# Written exercise
Reproduce every line of the rows below, requests included, but scale each point coordinate in the answers by 1.9 and round it to a whole number, rounding halves up. Leave the requests and their format samples unchanged.

# Rows from a collection

++++++

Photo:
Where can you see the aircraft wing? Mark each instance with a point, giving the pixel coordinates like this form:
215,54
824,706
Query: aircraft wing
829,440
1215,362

++++++

# Result of this task
Photo:
Where can you see the aircraft wing? Mark each instance with a point, giving the pixel coordinates like this form:
215,54
824,706
Query: aircraft wing
1575,836
2309,688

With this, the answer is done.